Text passage ::
-- Opening Marker --

Collection of brain samples
On the day 36, after MWM test all the mice were sacrificed by cervical decapitation under light anesthesia using a combination of ketamine (100 mg/kg, i. p.) and xylazine (20 mg/kg, i. p.). Immediately after cervical decapitation, half of the brain was homogenized with cold phosphate-buffered saline for biochemical analysis while the other half was kept in RNA later for cyclooxygenase (COX)-2 gene expression.
Determination of acetylcholine level and acetylcholinesterase activity
The EnzyChrom™ ACh assay kit (BioAssay System, USA) was utilized to determine the level of ACh in brain homogenate. In addition, the level of the AChE was estimated using QuantiChrom™ AChE Assay kit (BioAssay System, USA).
Determination of amyloid-beta1-40 and amyloid-beta1-42 levels
The both of the amyloids levels in brain homogenate were evaluated using the standard ELISA bioassay kits from Cloud Clone Corp (Houston, USA).
Determination of cytokines level
Cytokine (i.e., IL-1 β, TNF-α, IL-10, and TGF-β1) levels in brain homogenate were evaluated using the Procarta ® Immunoassay kit-Polystyrene beads from Affymetrix, eBioscience (Vienna, Austria).

-- Closing Marker --

Exercise data ::
-- Opening Marker --

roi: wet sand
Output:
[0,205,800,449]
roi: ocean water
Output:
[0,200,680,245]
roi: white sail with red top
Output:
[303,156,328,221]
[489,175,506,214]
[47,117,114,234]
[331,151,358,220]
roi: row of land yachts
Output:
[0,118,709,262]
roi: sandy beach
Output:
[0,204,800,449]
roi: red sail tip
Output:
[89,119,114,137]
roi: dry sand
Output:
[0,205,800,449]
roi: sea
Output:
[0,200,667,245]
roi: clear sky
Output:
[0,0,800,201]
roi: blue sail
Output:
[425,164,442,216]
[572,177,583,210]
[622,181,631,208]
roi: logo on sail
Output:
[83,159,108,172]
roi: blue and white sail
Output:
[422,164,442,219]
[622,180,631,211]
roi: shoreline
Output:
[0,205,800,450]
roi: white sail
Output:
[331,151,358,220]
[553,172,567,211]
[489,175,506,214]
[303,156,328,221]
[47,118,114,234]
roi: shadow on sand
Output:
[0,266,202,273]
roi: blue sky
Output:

-- Closing Marker --

Work instruction 1 :: Decide whether each statement agrees with the methods passage on brain samples. For each, answer yes or no and quote the deciding words of the passage exactly. (a) Half of each brain was stored in RNA later for COX-2 gene expression. (b) The EnzyChrom™ ACh assay kit was used to estimate the level of AChE. (c) The cytokine levels were measured with a kit from Cloud Clone Corp.
Work instruction 2 :: Output the methods passage on brain samples from "Determination of amyloid-beta1-40" to "Corp (Houston, USA).", reproducing every word and mark without change.

Task response 1 ::
(a) Yes: "the other half was kept in RNA later for cyclooxygenase (COX)-2 gene expression"
(b) No: "the level of the AChE was estimated using QuantiChrom™ AChE Assay kit"
(c) No: "using the Procarta ® Immunoassay kit-Polystyrene beads from Affymetrix, eBioscience (Vienna, Austria)"

Task response 2 ::
Determination of amyloid-beta1-40 and amyloid-beta1-42 levels
The both of the amyloids levels in brain homogenate were evaluated using the standard ELISA bioassay kits from Cloud Clone Corp (Houston, USA).